> [What to produce] Copy every line of the listing below word for word, from the first line to the last.

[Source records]
>> Begin
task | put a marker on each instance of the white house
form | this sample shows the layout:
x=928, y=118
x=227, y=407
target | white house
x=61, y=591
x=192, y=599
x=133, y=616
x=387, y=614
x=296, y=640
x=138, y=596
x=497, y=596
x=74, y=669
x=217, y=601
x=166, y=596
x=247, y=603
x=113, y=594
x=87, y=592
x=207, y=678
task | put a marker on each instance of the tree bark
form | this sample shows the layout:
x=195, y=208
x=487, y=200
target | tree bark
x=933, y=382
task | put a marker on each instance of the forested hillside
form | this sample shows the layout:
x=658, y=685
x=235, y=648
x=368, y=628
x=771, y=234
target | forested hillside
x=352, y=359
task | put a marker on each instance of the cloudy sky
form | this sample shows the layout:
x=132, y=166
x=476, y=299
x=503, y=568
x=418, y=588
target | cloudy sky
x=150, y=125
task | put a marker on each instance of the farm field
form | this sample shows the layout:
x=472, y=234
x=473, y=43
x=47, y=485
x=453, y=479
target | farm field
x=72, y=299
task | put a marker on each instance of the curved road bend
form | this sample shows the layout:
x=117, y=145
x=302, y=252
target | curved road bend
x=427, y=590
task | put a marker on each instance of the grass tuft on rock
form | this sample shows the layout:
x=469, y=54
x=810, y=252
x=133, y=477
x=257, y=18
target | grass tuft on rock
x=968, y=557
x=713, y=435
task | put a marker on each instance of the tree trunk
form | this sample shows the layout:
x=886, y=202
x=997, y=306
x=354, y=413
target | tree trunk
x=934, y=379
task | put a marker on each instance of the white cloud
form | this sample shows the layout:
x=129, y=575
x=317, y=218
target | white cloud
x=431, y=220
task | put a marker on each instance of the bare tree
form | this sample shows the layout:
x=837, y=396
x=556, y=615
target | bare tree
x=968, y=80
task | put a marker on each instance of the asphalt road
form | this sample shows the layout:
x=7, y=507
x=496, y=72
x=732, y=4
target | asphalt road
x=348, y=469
>> End
> [Solution]
task | put a marker on each instance of the white house
form | this sample shows the layout:
x=928, y=118
x=227, y=407
target | white house
x=61, y=591
x=192, y=599
x=133, y=616
x=387, y=614
x=296, y=640
x=138, y=596
x=497, y=596
x=74, y=669
x=217, y=601
x=166, y=596
x=247, y=603
x=113, y=594
x=87, y=592
x=207, y=678
task | put a marker on each instance of the tree bark
form | this sample shows the layout:
x=195, y=208
x=487, y=200
target | tree bark
x=933, y=382
task | put a marker on each instance of the forested hillside
form | this sample shows the layout:
x=658, y=685
x=235, y=648
x=368, y=628
x=771, y=234
target | forested hillside
x=352, y=359
task | put a marker on each instance of the cloudy sky
form | this sample shows the layout:
x=132, y=166
x=476, y=299
x=503, y=568
x=418, y=588
target | cloudy sky
x=150, y=125
task | put a marker on each instance of the farm field
form | this sample shows the layout:
x=472, y=234
x=473, y=43
x=47, y=485
x=453, y=479
target | farm field
x=72, y=299
task | put a marker on each instance of the curved road bend
form | this sample shows the layout:
x=117, y=145
x=302, y=252
target | curved road bend
x=427, y=590
task | put a marker on each instance of the grass tuft on rock
form | this sample shows the layout:
x=469, y=54
x=810, y=252
x=133, y=477
x=257, y=18
target | grass tuft on rock
x=968, y=557
x=713, y=435
task | put a marker on each instance of the tree trunk
form | this sample shows the layout:
x=886, y=202
x=997, y=306
x=354, y=413
target | tree trunk
x=934, y=379
task | put a marker on each instance of the white cloud
form | this sample shows the layout:
x=129, y=575
x=317, y=218
target | white cloud
x=431, y=220
task | put a marker on each instance of the bare tree
form | this sample shows the layout:
x=837, y=396
x=556, y=615
target | bare tree
x=968, y=80
task | put a marker on each instance of the asphalt road
form | this sample shows the layout:
x=7, y=507
x=496, y=72
x=732, y=4
target | asphalt road
x=348, y=469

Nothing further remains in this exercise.